YOUR OBJECTIVE. Add 81 to every x and y value in the point coordinates given as answers, then write out all the lines again with their requests included. Leave the pictures out of your output.

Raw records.
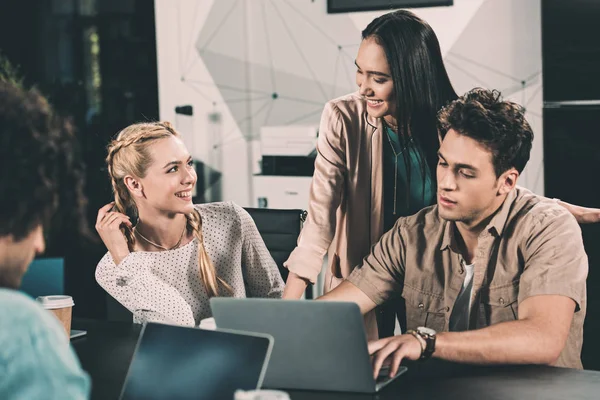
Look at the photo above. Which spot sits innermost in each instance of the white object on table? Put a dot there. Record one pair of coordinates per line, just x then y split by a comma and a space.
208, 324
261, 395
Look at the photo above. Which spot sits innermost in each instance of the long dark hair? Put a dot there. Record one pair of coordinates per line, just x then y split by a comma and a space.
421, 83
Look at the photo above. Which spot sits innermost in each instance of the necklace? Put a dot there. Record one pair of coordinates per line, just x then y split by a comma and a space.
158, 245
396, 164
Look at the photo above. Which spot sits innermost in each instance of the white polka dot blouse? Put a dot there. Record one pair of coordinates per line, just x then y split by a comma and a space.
165, 286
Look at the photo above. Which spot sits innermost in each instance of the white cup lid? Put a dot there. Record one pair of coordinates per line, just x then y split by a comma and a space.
54, 302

EXERCISE RESPONSE.
Look at the photo above. Which spot sits innermost in each instance of the white object on table? Put a dot there. Record one pair of coordinates per line, just x then y split by a comma and a space.
289, 405
342, 476
Look at the photo above. Which spot sits innermost in each instance of the long dark hair? Put a dot there. Record one pair of coordinates per line, just x then y split by a comma and a space.
502, 164
Look at the photo above. Which spot sits innermost in each instance of the necklace? Put a dot there. Record one pair of coordinates per line, just x then y split by a comma and a space.
239, 326
477, 245
Look at the photo above. Which spot sits innermost in each instance of the white polka dot blouse? Put a dot there. Record one pair of coordinates per line, just x then y split by a comma and a space.
246, 367
Look at the photo above. Which spot sits innermost in each instance of the white cup lid? Put a dot there. Record one pair of coordinates per line, just x then y split by a comma and a space.
135, 383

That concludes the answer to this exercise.